== WRITTEN EXERCISE ==
Can you pick up the passage on the Ivory Coast presidential election and continue it from its last sentence?

The international community, including the United Nations, the African Union, the Economic Community of West African States (ECOWAS), the European Union, the United States, and former colonial power France have affirmed their support for Ouattara, who is "almost universally acknowledged to have defeated [Gbagbo] at the ballot box," and have called for Gbagbo to step down, despite the fact that the body charged by the Constitution with determining electoral disputes had declared Gbagbo to be the winner. On 18 December, Gbagbo ordered all UN peacekeepers to leave the country. However, the UN has refused, and the Security Council has extended the mandate of the UN Mission in Ivory Coast until 30 June 2011. International powers have been in talks to enlarge the UN force in the Ivory Coast. The World Bank has halted loans to the country and travel restrictions have been placed on Gbagbo and his political allies. The rising political tensions resulted in a sharp jump in cocoa prices, up to an increase of 10 percent, since the Ivory Coast is the world's largest producer of the crop.

After fighting the Second Ivorian Civil War, Gbagbo was forcefully removed from office and Ouattara took office as the undisputed president on 11 April 2011. Afterward, Gbagbo was indicted and arrested by the International Criminal Court.

==Background==

===Date===
Following the March 2007 agreement with the New Forces, the election was planned to be held in the first quarter of 2008. On 6 August 2007, President Laurent Gbagbo said it would be possible, with goodwill and determination, to hold the election as early as December 2007. This was greeted with widespread skepticism by observers and the opposition, who said that the preparations for elections would be incomplete at such an early stage.

It was announced on 12 September 2007 that the process of voter identification and registration would begin on 25 September, and if it went well it was expected to be completed by the end of 2007. On 13 September, the President of the Independent Electoral Commission (CEI), Robert Mambé, said that the presidential election should be held, "at the latest", ten months after the end of the identification process, around October 2008, and that the parliamentary election should be held 45 days after the presidential election. On 18 September, Gbagbo again expressed his desire to see the elections held quickly and said that he was opposed to the "remote dates" being suggested.

On 27 November 2007, Gbagbo and Guillaume Soro reached an agreement in Ouagadougou, Burkina Faso, that the election would be held by the end of June 2008; the electoral commission was to propose the specific date of the election. Gbagbo reiterated on 19 December that the election would be held no later than the end of June 2008, and he said that he would visit all the regions held by the New Forces by March 2008 and would then make a report to the Constitutional Council, which would in turn approve the holding of the election.

== DATASET CONTENT ==
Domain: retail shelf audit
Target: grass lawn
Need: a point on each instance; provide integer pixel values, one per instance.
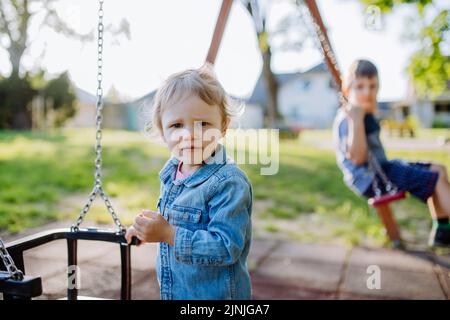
(48, 176)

== TASK RESULT ==
French Minister of Foreign Affairs Bernard Kouchner said on 27 January 2008 that the election might be delayed slightly past the end of June deadline due to technical requirements, particularly the need to update voter lists.

By March 2008, the common view among observers was that it would be impossible to hold the election as early as June. Although no leading political figures had yet expressed that view, in March Gbagbo referred to the importance of considering actual conditions and said that it would not mean "death" if the election was not held in June.

On 14 April, Government Spokesman Amadou Koné announced that the presidential election would be held on 30 November 2008, thus delaying it by five months. According to Koné, the date was chosen by the CEI, which had presented a report to the government. Koné said that the parliamentary election would be held on a different date. Gbagbo expressed enthusiasm on the occasion, describing it as "a great day for Côte d'Ivoire". According to Soro's spokesman Sindou Méité, a "broad consensus" had been reached by Soro and other leading political figures regarding the date. The PDCI and RDR welcomed the announcement of a date, although they remained cautious; the United Nations Operation in Côte d'Ivoire also welcomed it. On the same day, Gbagbo signed a decree outlining the terms of cooperation between the National Institute of Statistics and the French company Sagem, the latter of which is tasked with surveying the population so that voter lists can be updated and new voter cards can be created.

By the first half of September 2008, there was widespread speculation that the election could be again delayed to early 2009. Gbagbo said in mid-September that a delay to 15 December would be needed unless the period allowed for challenges to the electoral register was truncated; however, CEI President Robert Mambé said on 18 September that such a delay was "out of the question" for the time being, noting that the CEI considered meeting the 30 November date to be "a moral obligation".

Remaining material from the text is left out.